* **TASK STATEMENT**:
Please give the data again exactly, with no line dropped.
* * * * *
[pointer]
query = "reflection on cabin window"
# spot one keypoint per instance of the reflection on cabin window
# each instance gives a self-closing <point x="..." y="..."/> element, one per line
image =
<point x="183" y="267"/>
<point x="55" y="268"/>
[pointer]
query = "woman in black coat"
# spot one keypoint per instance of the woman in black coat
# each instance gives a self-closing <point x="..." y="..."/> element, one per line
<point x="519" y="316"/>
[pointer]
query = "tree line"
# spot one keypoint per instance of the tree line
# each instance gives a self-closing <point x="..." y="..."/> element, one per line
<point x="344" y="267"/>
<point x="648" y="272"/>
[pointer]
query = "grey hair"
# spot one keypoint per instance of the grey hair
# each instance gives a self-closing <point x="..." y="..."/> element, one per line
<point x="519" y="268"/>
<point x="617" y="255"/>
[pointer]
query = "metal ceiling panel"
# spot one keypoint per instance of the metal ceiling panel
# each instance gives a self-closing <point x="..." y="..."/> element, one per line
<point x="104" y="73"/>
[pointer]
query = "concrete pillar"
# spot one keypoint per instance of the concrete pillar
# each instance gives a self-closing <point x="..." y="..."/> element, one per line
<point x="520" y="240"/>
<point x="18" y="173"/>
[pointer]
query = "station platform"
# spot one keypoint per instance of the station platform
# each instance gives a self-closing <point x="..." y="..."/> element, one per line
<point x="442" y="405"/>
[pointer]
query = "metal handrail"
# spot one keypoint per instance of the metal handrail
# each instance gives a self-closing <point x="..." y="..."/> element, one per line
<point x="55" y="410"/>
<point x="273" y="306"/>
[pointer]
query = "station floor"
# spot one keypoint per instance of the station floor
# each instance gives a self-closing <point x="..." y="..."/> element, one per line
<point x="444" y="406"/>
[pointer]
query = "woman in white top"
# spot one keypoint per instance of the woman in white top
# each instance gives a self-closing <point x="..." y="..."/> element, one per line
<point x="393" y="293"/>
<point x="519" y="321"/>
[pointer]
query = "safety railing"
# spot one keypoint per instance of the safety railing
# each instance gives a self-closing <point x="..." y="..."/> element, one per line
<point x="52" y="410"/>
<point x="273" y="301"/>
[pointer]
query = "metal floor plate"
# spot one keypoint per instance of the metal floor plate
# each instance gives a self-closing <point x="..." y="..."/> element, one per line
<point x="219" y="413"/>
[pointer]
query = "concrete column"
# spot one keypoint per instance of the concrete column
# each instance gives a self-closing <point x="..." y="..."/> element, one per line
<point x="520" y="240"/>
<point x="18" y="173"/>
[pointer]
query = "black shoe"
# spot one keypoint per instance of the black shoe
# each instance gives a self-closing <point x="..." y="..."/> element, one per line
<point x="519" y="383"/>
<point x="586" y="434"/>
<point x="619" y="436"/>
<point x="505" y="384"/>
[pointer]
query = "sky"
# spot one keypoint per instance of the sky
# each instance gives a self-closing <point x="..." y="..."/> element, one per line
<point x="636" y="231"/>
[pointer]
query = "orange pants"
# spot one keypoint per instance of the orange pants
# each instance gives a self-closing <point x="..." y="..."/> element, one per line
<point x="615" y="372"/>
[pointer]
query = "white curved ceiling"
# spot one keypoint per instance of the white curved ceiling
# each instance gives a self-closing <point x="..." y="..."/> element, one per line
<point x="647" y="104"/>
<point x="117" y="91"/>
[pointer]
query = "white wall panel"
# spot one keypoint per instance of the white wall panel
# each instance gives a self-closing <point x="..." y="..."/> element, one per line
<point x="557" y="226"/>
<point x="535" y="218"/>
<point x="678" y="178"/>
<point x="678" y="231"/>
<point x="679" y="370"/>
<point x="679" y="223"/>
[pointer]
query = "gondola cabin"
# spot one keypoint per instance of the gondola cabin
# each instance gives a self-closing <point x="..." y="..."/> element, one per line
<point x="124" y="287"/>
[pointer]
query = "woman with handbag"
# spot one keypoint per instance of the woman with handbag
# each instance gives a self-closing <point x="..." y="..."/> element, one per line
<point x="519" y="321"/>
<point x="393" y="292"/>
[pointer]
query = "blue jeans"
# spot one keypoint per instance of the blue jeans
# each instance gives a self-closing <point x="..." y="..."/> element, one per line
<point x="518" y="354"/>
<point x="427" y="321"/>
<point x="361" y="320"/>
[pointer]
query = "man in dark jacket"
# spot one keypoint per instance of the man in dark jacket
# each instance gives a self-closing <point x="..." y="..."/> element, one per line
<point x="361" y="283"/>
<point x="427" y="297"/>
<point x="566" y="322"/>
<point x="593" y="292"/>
* * * * *
* **OUTPUT**:
[pointer]
query = "reflection on cabin window"
# spot one keypoint per instance of the reflection on cabin window
# each instance gives a self-closing <point x="..." y="..."/> element, one per line
image =
<point x="183" y="267"/>
<point x="55" y="268"/>
[pointer]
query = "woman in black coat"
# spot one keypoint per instance of the woman in black coat
# each instance gives a self-closing <point x="..." y="..."/> element, one per line
<point x="519" y="316"/>
[pointer]
query = "tree line"
# spot one keypoint per instance of the tree line
# each instance gives a self-closing <point x="..." y="..."/> element, one per line
<point x="344" y="267"/>
<point x="648" y="272"/>
[pointer]
query = "grey hair"
# spot one keypoint per instance of the grey hair
# each instance gives a self-closing <point x="..." y="..."/> element, one per line
<point x="519" y="268"/>
<point x="617" y="255"/>
[pointer]
query = "metal ceiling panel"
# spot one keypoint per instance of the metal ceiling panel
# each instance gives a self-closing <point x="..." y="..."/> element, one per line
<point x="104" y="73"/>
[pointer]
query = "concrete pillar"
# spot one keypoint per instance of the concrete pillar
# each instance gives a self-closing <point x="..." y="..."/> element, one per line
<point x="520" y="240"/>
<point x="18" y="173"/>
[pointer]
query = "station platform"
# spot one keypoint per instance of the station platform
# each instance gives a self-closing <point x="..." y="..."/> element, one per line
<point x="442" y="405"/>
[pointer]
query = "metal handrail"
# spot one keypoint per instance of the metal handrail
# each instance gives a self-closing <point x="..." y="..."/> element, one per line
<point x="55" y="410"/>
<point x="273" y="306"/>
[pointer]
query = "station floor"
# spot one keypoint per instance of the station floor
# each instance gives a self-closing <point x="..." y="..."/> element, one per line
<point x="444" y="406"/>
[pointer]
query = "woman in white top"
# spot one keypoint per instance of the woman in white top
# each instance gives a self-closing <point x="..." y="..."/> element, one per line
<point x="393" y="293"/>
<point x="519" y="321"/>
[pointer]
query = "safety railing"
# spot one keypoint per instance of the safety railing
# each instance gives a self-closing <point x="..." y="..."/> element, one per line
<point x="52" y="410"/>
<point x="273" y="301"/>
[pointer]
query = "metal floor plate"
# spot one keypoint per instance of the metal floor plate
# each instance gives a self-closing <point x="..." y="..."/> element, one per line
<point x="219" y="413"/>
[pointer]
query = "concrete column"
# spot one keypoint per instance of the concrete column
# each instance gives a self-closing <point x="..." y="..."/> element, one per line
<point x="520" y="240"/>
<point x="18" y="173"/>
[pointer]
query = "black shoe"
# spot one keypoint per instance of the black shoe
# each instance gives a self-closing <point x="..." y="..."/> element, one per line
<point x="519" y="383"/>
<point x="586" y="434"/>
<point x="619" y="436"/>
<point x="505" y="384"/>
[pointer]
query = "sky"
# spot one keypoint per instance of the sky
# each instance gives a self-closing <point x="..." y="..."/> element, one per line
<point x="636" y="231"/>
[pointer]
query = "orange pants"
# spot one keypoint per instance of the orange pants
# each instance gives a self-closing <point x="..." y="..."/> element, one per line
<point x="615" y="372"/>
[pointer]
query = "white curved ceiling"
# spot one keypoint per instance of the white curved ceiling
# each instance gives a self-closing <point x="..." y="..."/> element, one per line
<point x="647" y="104"/>
<point x="117" y="91"/>
[pointer]
query = "white wall panel"
# spot one keypoint per instance of the white wall panel
# each instance gives a self-closing <point x="..." y="..."/> element, one per line
<point x="557" y="226"/>
<point x="535" y="218"/>
<point x="678" y="178"/>
<point x="678" y="231"/>
<point x="679" y="370"/>
<point x="679" y="223"/>
[pointer]
query = "gondola cabin"
# spot one keypoint per instance of the gondola cabin
# each instance gives a self-closing <point x="..." y="..."/> element, one per line
<point x="124" y="287"/>
[pointer]
query = "woman with handbag"
# spot one keypoint per instance of the woman with handbag
# each instance gives a self-closing <point x="..." y="..."/> element, one per line
<point x="519" y="321"/>
<point x="393" y="292"/>
[pointer]
query = "blue jeans"
# spot one keypoint per instance of the blue jeans
# each instance gives a self-closing <point x="..." y="..."/> element, one per line
<point x="518" y="354"/>
<point x="427" y="321"/>
<point x="361" y="320"/>
[pointer]
query = "man in dark jacket"
# spot one keypoint per instance of the man in dark jacket
# each instance gives a self-closing <point x="..." y="..."/> element, one per line
<point x="361" y="283"/>
<point x="427" y="297"/>
<point x="566" y="322"/>
<point x="593" y="292"/>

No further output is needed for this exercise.